• **TASK DETAILS**
Reproduce each of the rows below verbatim, keeping every line in its original order.

• **PROVIDED MATERIAL**
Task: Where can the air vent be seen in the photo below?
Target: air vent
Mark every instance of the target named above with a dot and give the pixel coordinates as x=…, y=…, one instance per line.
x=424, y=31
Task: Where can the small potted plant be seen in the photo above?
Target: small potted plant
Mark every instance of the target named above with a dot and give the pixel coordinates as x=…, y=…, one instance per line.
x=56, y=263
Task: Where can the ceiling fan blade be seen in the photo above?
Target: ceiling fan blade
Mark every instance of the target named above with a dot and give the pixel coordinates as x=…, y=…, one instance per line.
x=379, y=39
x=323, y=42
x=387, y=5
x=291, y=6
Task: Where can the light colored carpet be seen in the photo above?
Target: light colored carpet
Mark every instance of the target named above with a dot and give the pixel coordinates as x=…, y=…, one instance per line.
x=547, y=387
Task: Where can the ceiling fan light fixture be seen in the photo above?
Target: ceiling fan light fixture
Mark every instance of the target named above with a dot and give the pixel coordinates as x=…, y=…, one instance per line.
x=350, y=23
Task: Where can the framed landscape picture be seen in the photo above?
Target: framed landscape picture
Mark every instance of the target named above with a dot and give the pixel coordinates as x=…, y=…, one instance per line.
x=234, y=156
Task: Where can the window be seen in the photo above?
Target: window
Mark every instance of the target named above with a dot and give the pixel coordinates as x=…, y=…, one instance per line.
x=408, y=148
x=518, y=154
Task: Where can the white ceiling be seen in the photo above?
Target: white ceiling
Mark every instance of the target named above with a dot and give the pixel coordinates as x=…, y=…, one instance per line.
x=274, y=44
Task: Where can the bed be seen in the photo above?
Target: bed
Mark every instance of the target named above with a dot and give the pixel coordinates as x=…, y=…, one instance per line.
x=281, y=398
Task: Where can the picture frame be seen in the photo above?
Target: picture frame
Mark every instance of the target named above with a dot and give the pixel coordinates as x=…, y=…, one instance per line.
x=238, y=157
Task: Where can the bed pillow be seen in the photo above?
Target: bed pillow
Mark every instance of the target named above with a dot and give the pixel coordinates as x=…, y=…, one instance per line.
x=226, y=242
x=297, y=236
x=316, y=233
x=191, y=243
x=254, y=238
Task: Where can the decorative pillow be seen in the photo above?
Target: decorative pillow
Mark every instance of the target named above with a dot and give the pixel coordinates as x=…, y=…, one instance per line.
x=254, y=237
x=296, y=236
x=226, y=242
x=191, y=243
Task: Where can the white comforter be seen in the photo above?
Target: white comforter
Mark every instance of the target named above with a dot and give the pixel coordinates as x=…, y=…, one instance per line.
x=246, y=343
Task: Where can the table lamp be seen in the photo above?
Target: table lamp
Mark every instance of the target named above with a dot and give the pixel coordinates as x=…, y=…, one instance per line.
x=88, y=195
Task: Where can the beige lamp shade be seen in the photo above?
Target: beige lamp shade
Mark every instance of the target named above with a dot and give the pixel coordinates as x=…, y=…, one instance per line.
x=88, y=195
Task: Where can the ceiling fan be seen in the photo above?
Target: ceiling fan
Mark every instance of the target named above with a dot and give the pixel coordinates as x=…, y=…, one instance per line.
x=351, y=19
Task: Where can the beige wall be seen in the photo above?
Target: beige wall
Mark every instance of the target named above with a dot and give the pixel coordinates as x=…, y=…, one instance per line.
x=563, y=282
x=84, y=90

• **PROBLEM SOLUTION**
Task: Where can the air vent be seen in the photo below?
Target: air vent
Mark every instance of the target named above with a dot and give the pixel coordinates as x=…, y=…, one instance per line.
x=424, y=31
Task: Where can the small potted plant be seen in the photo above?
Target: small potted plant
Mark every instance of the target named above with a dot and give the pixel coordinates as x=…, y=…, one instance per line.
x=56, y=263
Task: Where can the ceiling fan blade be seen in the photo above?
Target: ceiling fan blade
Mark every instance of the target named above with a dot and give the pixel coordinates as x=…, y=…, one instance per line.
x=379, y=39
x=323, y=42
x=387, y=5
x=291, y=6
Task: Where can the light colored carpet be seen in the photo above?
Target: light colored carpet
Mark every instance of the target named above with a dot and give the pixel coordinates as x=…, y=…, one instance per line.
x=547, y=387
Task: Where can the ceiling fan light fixture be seen in the photo above?
Target: ceiling fan light fixture
Mark every instance of the target named above with a dot and give the pixel coordinates as x=…, y=…, one instance per line.
x=350, y=23
Task: Where can the framed landscape picture be seen in the photo above?
Target: framed landscape picture
Mark every instance of the target named above with a dot and give the pixel coordinates as x=…, y=…, one instance per line.
x=234, y=156
Task: Where can the window be seen in the photo above?
Target: window
Mark every instance of the target named above with a dot and give the pixel coordinates as x=…, y=…, one instance per line.
x=408, y=148
x=518, y=154
Task: Where can the white ceiling be seen in the photo above?
Target: white ceiling
Mark every instance of the target named above with a dot and give the pixel coordinates as x=…, y=…, one instance per line.
x=274, y=44
Task: Where can the bed be seen in the photo above?
Target: bed
Mark every instance of the target named above with a dot and give the pixel coordinates as x=…, y=…, one instance per line.
x=281, y=398
Task: Where can the picture frame be seen in the photo above?
Target: picture frame
Mark every instance of the target named above with a dot and give the pixel coordinates as x=…, y=…, one instance per line.
x=238, y=157
Task: Where can the bed pillow be seen in the photo above?
Target: bed pillow
Mark every instance of the target named above with a dot and give the pixel coordinates as x=…, y=…, one instance per line.
x=226, y=242
x=297, y=236
x=316, y=233
x=191, y=243
x=254, y=238
Task: Where can the decorative pillow be seen in the photo above?
Target: decorative pillow
Mark every instance of the target named above with a dot and give the pixel coordinates as x=…, y=…, one instance per line.
x=254, y=237
x=296, y=236
x=226, y=242
x=191, y=243
Task: Where can the white comforter be seen in the photo above?
Target: white comforter
Mark every instance of the target named above with a dot and give the pixel coordinates as x=…, y=…, one instance per line.
x=246, y=343
Task: Where can the table lamp be seen in the photo above?
Target: table lamp
Mark every instance of the target named above with a dot and give the pixel coordinates as x=…, y=…, one instance per line.
x=88, y=195
Task: Where can the beige lamp shade be seen in the photo above?
Target: beige lamp shade
Mark every instance of the target named above with a dot and give the pixel coordinates as x=…, y=…, one instance per line.
x=88, y=195
Task: Where can the ceiling fan be seen in the photo above?
Target: ceiling fan
Mark every instance of the target named above with a dot and give the pixel coordinates as x=…, y=…, one instance per line.
x=351, y=19
Task: Where can the beige wall be seen in the photo above?
Target: beige wall
Mark every instance of the target named above with a dot and give the pixel coordinates as x=…, y=…, one instance per line.
x=563, y=282
x=84, y=90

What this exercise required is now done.